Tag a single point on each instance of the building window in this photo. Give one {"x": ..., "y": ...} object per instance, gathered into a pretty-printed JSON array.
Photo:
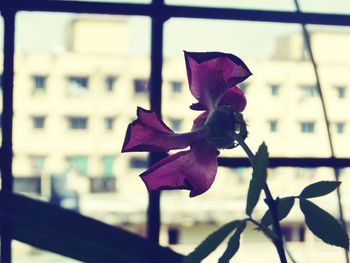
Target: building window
[
  {"x": 78, "y": 163},
  {"x": 175, "y": 124},
  {"x": 138, "y": 162},
  {"x": 176, "y": 87},
  {"x": 243, "y": 87},
  {"x": 341, "y": 91},
  {"x": 340, "y": 127},
  {"x": 273, "y": 125},
  {"x": 110, "y": 82},
  {"x": 140, "y": 86},
  {"x": 39, "y": 122},
  {"x": 39, "y": 83},
  {"x": 309, "y": 91},
  {"x": 274, "y": 89},
  {"x": 108, "y": 163},
  {"x": 77, "y": 123},
  {"x": 109, "y": 123},
  {"x": 77, "y": 85},
  {"x": 37, "y": 163},
  {"x": 307, "y": 127}
]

Request ▸ Copy the whole listing above word for word, leaving out the picture.

Reply to the task ▸
Tag a single point on each instance of the building window in this photo. Give one {"x": ..., "y": ...} object per instance, gathered into a pretty-printed JSON array.
Photo:
Target: building window
[
  {"x": 78, "y": 163},
  {"x": 175, "y": 124},
  {"x": 138, "y": 162},
  {"x": 176, "y": 87},
  {"x": 243, "y": 87},
  {"x": 341, "y": 91},
  {"x": 340, "y": 127},
  {"x": 273, "y": 125},
  {"x": 110, "y": 82},
  {"x": 140, "y": 86},
  {"x": 39, "y": 122},
  {"x": 39, "y": 83},
  {"x": 309, "y": 91},
  {"x": 274, "y": 89},
  {"x": 108, "y": 163},
  {"x": 77, "y": 123},
  {"x": 109, "y": 123},
  {"x": 77, "y": 85},
  {"x": 37, "y": 163},
  {"x": 307, "y": 127}
]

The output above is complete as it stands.